• [EXTRAIT DU DOCUMENT]
· · · · ·

Palme d'or de la cuvée 1979, la première superproduction American Zoetrope fondée par un Francis Ford Coppola tout juste pontifié par ses deux premiers Parrain dépasse aujourd'hui encore ses camarades Platoon ou Full Metal Jacket (pour ne citer que les plus réussis) par sa portée universelle et sa puissance visuelle. Que ce soit dans son montage d'origine, sa version Redux (presque une heure de rab) et désormais le Final Cut, Apocalypse Now est une référence, une date.
Tournage catastrophe risquant de mettre en banqueroute son producteur / réalisateur Francis Ford Coppola, Apocalypse Now porte admirablement son titre. Dépeinte à l'époque dans la presse comme un pari désespéré, marquée par un typhon ayant fait des milliers de victimes, la crise cardiaque de Martin Sheen, les stupéfiants ingurgités par une grande partie de l'équipe (dont Dennis Hopper, forcément), les délires mégalomaniaques de Coppola et de Marlon Brandon, l'aventure aurait pu aboutir à un amas pompeux et informe. Mais il faut croire que c'est justement ce chaos sans nom (on passe sur les hélicoptères envoyés au front d'une guerre civile locale en plein milieu d'une séquence coûteuse), cette succession d'infortunes et d'improvisations (malgré le dirigisme poussif du cinéaste) qui confèrent au long-métrage cette sensation d'urgence fiévreuse, mêlée à une déliquescence contemplative proche d'un bad trip. Celui des personnages certes, mais surtout celui d'un pays entier, embourbé dans un conflit lointain. Car comme l'a souvent répété présomptueusement Coppola : « Apocalypse Now n'est pas un film sur la guerre du Vietnam, c'est LA guerre du Vietnam ». D'où une volonté de décrire avec surréalisme la présence de la culture de l'entertainment et de la gloire patriotique dans une Asie qui semble la rejeter comme un virus.

· · · · ·

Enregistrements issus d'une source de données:
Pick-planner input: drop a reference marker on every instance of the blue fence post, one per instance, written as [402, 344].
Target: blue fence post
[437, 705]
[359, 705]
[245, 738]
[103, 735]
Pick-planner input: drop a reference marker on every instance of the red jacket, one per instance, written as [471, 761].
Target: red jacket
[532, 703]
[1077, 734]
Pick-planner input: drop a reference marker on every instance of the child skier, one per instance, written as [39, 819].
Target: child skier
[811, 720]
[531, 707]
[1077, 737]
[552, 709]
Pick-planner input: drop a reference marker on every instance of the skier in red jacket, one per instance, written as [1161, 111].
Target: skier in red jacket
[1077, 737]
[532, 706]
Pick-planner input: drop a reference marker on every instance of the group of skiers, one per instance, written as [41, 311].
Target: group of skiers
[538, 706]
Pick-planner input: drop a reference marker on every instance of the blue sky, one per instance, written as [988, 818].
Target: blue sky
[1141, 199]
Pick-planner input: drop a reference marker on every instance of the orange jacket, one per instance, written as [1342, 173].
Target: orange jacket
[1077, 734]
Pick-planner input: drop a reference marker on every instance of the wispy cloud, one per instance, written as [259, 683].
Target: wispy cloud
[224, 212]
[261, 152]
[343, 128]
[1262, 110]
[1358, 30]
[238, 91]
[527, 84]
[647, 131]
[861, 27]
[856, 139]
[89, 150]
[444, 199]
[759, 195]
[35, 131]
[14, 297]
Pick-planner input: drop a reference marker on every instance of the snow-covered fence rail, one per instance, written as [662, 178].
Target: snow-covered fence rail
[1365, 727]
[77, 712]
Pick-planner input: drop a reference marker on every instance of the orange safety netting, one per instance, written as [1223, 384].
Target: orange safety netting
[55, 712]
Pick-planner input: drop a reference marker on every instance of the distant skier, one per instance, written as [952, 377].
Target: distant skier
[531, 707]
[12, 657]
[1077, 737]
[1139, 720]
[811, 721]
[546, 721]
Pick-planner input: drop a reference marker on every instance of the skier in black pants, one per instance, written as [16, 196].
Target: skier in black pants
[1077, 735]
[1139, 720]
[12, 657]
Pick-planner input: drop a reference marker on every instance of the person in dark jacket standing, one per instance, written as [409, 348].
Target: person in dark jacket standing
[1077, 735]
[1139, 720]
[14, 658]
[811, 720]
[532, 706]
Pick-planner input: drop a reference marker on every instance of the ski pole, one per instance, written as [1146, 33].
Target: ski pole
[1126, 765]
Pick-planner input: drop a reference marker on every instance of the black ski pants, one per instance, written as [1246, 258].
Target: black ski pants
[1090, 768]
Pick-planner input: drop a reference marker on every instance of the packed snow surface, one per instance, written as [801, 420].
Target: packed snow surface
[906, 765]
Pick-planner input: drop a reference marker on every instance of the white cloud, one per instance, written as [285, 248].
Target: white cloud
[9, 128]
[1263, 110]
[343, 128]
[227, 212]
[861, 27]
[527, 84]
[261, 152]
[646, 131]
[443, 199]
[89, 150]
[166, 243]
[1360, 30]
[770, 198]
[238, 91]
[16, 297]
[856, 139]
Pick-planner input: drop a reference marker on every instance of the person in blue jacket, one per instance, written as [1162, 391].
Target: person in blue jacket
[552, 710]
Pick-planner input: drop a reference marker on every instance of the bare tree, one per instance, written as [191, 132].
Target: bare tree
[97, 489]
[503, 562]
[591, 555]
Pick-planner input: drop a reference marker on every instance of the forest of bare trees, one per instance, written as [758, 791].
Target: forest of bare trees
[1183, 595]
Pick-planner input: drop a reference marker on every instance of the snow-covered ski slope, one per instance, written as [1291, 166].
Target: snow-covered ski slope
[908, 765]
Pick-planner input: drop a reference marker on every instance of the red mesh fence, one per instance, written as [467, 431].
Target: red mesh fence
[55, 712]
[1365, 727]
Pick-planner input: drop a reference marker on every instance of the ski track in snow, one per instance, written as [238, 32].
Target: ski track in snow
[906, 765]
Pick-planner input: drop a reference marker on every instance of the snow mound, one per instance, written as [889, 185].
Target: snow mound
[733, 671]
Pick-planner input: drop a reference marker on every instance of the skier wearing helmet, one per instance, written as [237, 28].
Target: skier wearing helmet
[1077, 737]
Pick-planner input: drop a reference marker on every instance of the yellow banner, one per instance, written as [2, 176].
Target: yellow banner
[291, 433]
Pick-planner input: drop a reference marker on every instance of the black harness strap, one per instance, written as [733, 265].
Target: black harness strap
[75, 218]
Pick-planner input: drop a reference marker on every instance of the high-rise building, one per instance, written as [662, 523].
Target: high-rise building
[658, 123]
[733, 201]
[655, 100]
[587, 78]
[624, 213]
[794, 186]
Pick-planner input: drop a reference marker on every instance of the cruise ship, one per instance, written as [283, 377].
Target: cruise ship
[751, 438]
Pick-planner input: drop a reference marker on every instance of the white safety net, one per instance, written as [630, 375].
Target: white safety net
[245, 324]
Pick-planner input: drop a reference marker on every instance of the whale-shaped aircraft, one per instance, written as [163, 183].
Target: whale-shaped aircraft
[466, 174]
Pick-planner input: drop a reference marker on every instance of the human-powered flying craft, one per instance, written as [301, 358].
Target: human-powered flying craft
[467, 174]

· · · · ·

• [CONSIGNES]
- A) Répondez brièvement aux questions suivantes sur l'extrait consacré à Apocalypse Now.
(i) Quelle distinction le film a-t-il obtenue en 1979 ?
(ii) Quelle durée approximative la version Redux ajoute-t-elle ?
(iii) Quel acteur a été victime d'une crise cardiaque pendant le tournage ?
- B) Recopiez fidèlement l'extrait consacré à Apocalypse Now, depuis « Palme d'or de » jusqu'à « référence, une date. » inclus.

• [RÉPONSES NUMÉROTÉES]
- A)
(i) La Palme d'or.
(ii) Presque une heure.
(iii) Martin Sheen.

- B)
Palme d'or de la cuvée 1979, la première superproduction American Zoetrope fondée par un Francis Ford Coppola tout juste pontifié par ses deux premiers Parrain dépasse aujourd'hui encore ses camarades Platoon ou Full Metal Jacket (pour ne citer que les plus réussis) par sa portée universelle et sa puissance visuelle. Que ce soit dans son montage d'origine, sa version Redux (presque une heure de rab) et désormais le Final Cut, Apocalypse Now est une référence, une date.